_Bounding-box records_:
========

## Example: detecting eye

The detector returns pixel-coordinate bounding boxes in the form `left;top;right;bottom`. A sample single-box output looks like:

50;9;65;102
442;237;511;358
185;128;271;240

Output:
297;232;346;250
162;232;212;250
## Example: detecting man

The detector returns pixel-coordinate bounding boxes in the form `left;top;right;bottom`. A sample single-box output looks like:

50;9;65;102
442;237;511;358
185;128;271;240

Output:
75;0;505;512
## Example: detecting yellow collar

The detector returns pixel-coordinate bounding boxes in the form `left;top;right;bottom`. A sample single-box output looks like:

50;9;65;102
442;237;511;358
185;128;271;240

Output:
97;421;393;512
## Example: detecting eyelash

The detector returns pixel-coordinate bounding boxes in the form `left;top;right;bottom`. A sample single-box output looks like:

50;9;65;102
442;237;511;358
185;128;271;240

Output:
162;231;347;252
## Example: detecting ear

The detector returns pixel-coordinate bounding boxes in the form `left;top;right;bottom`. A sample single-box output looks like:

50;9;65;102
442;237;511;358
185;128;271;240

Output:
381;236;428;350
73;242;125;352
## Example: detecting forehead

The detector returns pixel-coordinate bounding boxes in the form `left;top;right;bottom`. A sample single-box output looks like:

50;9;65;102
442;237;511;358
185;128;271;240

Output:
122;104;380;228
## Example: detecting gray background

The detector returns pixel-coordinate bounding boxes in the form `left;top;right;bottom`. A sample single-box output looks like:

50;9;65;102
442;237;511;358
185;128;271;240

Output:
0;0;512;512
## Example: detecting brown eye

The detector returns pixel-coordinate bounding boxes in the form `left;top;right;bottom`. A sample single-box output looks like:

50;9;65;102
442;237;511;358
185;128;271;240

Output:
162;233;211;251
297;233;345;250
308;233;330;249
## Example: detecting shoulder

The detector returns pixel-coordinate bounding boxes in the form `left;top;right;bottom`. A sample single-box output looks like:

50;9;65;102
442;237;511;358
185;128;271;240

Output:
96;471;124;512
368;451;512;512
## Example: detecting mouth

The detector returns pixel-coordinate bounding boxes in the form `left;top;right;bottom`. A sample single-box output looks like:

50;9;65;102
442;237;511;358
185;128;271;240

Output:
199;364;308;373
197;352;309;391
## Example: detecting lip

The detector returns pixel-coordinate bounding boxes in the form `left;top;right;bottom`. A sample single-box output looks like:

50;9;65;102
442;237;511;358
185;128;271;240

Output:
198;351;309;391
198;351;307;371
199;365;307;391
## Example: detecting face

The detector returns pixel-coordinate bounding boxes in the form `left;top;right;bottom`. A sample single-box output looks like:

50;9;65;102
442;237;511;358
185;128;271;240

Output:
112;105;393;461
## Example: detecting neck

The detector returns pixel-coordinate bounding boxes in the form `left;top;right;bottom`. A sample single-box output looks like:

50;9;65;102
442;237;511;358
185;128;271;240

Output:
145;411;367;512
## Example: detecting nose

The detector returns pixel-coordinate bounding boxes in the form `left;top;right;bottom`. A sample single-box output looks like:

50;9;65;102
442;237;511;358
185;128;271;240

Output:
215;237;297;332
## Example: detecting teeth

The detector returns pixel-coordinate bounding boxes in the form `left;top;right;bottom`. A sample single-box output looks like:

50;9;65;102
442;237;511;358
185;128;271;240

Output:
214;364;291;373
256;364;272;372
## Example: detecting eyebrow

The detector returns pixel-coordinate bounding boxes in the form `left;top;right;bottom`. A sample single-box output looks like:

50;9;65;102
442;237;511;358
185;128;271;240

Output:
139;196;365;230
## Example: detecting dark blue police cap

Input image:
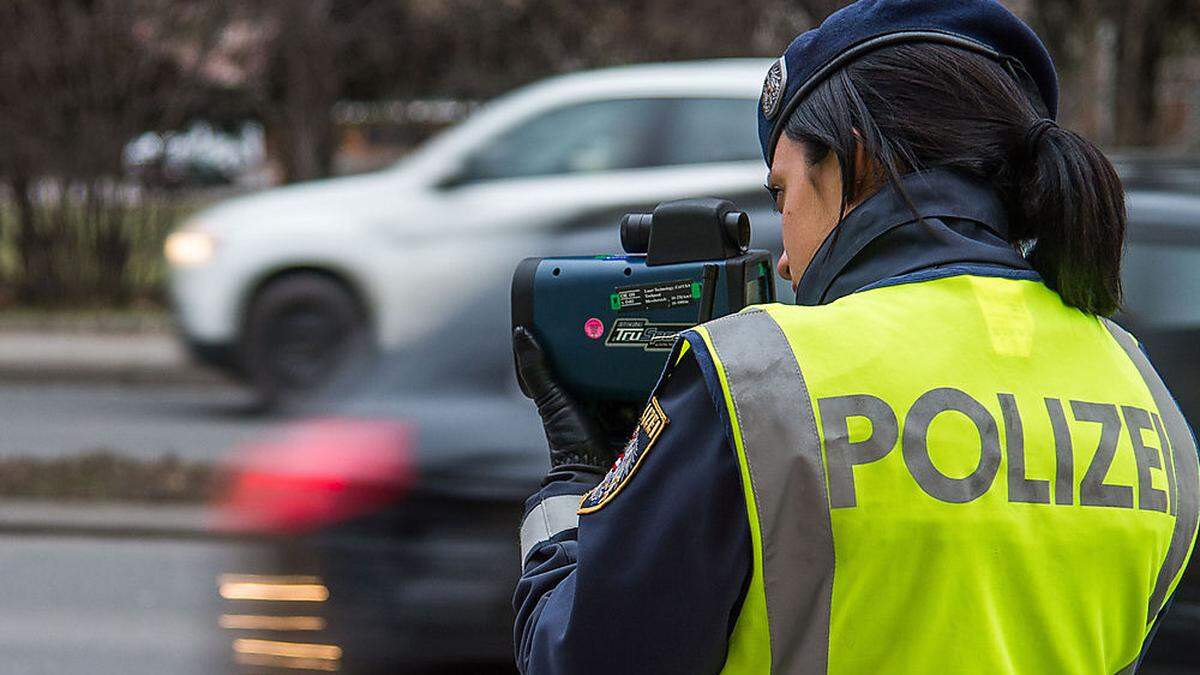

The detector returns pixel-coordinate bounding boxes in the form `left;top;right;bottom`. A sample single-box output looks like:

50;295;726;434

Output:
758;0;1058;166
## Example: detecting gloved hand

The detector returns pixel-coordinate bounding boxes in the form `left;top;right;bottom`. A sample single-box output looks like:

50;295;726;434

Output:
512;325;614;471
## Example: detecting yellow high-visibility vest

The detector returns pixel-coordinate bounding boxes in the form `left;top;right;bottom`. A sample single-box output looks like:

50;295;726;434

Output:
684;275;1200;675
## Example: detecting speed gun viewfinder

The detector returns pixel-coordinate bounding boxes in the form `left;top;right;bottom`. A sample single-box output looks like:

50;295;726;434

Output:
512;198;775;404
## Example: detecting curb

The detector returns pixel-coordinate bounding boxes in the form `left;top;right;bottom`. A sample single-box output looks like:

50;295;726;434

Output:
0;362;225;387
0;500;218;539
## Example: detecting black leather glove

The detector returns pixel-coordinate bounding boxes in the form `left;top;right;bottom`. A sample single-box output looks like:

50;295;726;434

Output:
512;325;613;472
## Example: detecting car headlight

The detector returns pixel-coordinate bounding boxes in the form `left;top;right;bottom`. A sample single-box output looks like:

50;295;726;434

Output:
163;229;217;267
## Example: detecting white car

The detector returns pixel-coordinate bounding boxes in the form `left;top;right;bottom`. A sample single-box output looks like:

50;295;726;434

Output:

========

_Aim of the exercise_: Copy out every entry above word for word, leaving the pictures out of your answer.

_Finished exercise_:
## Example: detecting eye

The detector returns pixel-coordinate bounding boxes in the form `left;top;right;bottom`. A sample single-box output looks like:

50;9;65;102
442;237;511;358
185;128;271;240

Output:
297;232;346;250
162;232;212;250
## Example: detecting man

The detector returns pixel-coordinate bounding boxes in the form `left;top;right;bottom`. A sample single-box output looks like:

50;9;65;102
442;237;511;358
185;128;271;240

Output:
75;0;505;512
## Example: detecting yellow collar

The detector returns pixel-coordinate bounding boxes in the form `left;top;right;bottom`. A sample single-box output looks like:

50;9;65;102
442;237;511;358
185;128;271;240

Output:
97;421;393;512
## Example: detecting eyelash

The detector returns pixel-coordinate bounding boxes in the form `left;top;right;bottom`. A sample single-box output looks like:

50;9;65;102
442;237;511;358
185;128;271;240

Output:
162;231;347;252
## Example: detecting ear

The detector returns pixel-coordinate bounding boxes in the form `left;top;right;bottom`. A sample single-box output looks like:

50;9;65;102
442;237;511;358
185;128;271;240

Output:
381;236;428;350
73;242;125;352
## Example: detecting forehead

The detector returns pixel-coordinate bounding boxes in the form `left;top;right;bottom`. A sample single-box output looks like:

50;9;65;102
442;237;511;358
185;128;271;240

Output:
122;104;380;228
## Example: detecting gray background

The detector returns pixel-coordinate bounding boxes in the form `left;top;right;bottom`. A sample single-box output looks like:

50;9;65;102
442;237;511;358
185;128;271;240

Output:
0;0;512;512
## Example: detecting brown eye

The detector returns pixel-coordinate bounding boxes in the form `left;top;right;bottom`. A sample single-box output looks like:

50;9;65;102
442;237;511;358
185;128;271;240

Output:
162;233;211;251
297;233;345;250
308;233;330;249
## Example: detecting shoulder

The detector returns pixel-coordinate bounding boxes in the form `left;top;right;bottom`. A sample single-box output looks like:

50;9;65;102
442;237;511;358
185;128;271;240

Output:
96;471;124;512
368;451;512;512
## Example: detecting mouth

The detector returns pixel-coordinate bounding boxes in the form `left;top;right;bottom`. A sample single-box output looks like:

50;9;65;102
442;237;511;358
185;128;271;240

Output:
199;364;308;373
197;352;309;391
## Example: detecting lip

The detector returns pixel-coordinate bounding boxes in the form `left;top;right;bottom`. A sample single-box output looks like:

50;9;65;102
442;237;511;358
185;128;271;240

Output:
198;351;309;391
198;351;307;371
199;365;307;391
## Example: detecting face

The detector returns pixel-coordinate bounding boxes in the form `left;top;right;bottom`. A sample single-box output looks like:

50;9;65;102
442;237;511;358
185;128;271;240

Output:
112;105;393;461
## Example: detecting neck

The detector returns pixel-coordinate bounding boxes in the form `left;top;right;bottom`. A sample single-box output looks like:

50;9;65;102
442;237;511;358
185;128;271;240

Output:
145;411;367;512
## Example: detecting nose

The detector returns pixel-coordinate bounding boxes in the form `left;top;right;bottom`. A sample single-box output looks like:

50;9;65;102
442;237;511;358
185;128;271;240

Output:
215;237;297;332
## Example: detecting teeth

The detector returns pixel-coordinate bounding boxes in the form `left;top;right;bottom`. A sample single-box output looks like:

50;9;65;102
442;237;511;358
185;128;271;240

Output:
214;364;291;373
256;364;272;372
## Example: detecting eyebrow

The detector returns pixel-coordinate bounding boxes in the form `left;top;right;bottom`. A sample single-box output looks like:

50;9;65;102
442;237;511;358
185;128;271;240

Output:
139;196;365;230
## Example: detecting dark blue police cap

Input image:

The detector returns pixel-coordinate bounding boxes in the form `left;top;right;bottom`. A sample single-box output looks like:

50;295;726;434

Output:
758;0;1058;166
## Example: detecting gloved hand

The detector returns pixel-coordinate bounding boxes in the form `left;top;right;bottom`. A sample single-box output looks like:

50;295;726;434

Output:
512;325;614;471
## Example: detecting yellow high-visibility vest

The detector returns pixel-coordinate bounding boxes in the form `left;top;right;bottom`. A sample single-box output looks like:

50;295;726;434

Output:
684;275;1200;675
## Example: detecting speed gun viewfinder

The detector returns pixel-coordinate bounding boxes in the form `left;top;right;bottom`. A sample single-box output looks like:

50;295;726;434

Output:
512;198;775;404
## Example: detecting curb

The detector returns pixel-coordinate bounding boxes in the form `left;top;right;bottom`. A sample single-box output looks like:

50;295;726;434

Output:
0;362;225;387
0;500;218;539
## Example: detecting black leather glove

The detector returns pixel-coordinate bounding boxes in the form `left;top;right;bottom`. A sample single-box output looks like:

50;295;726;434

Output:
512;325;613;472
## Example: detecting car headlight

The detector returns pixel-coordinate bounding boxes in the form `left;top;right;bottom`. A sample single-box output looks like:

50;295;726;434

Output:
163;229;217;267
## Example: detecting white car

The detector returns pixel-coordinate bounding boxes in the form `left;top;right;bottom`. A sample single-box output looks like:

50;295;726;434

Output:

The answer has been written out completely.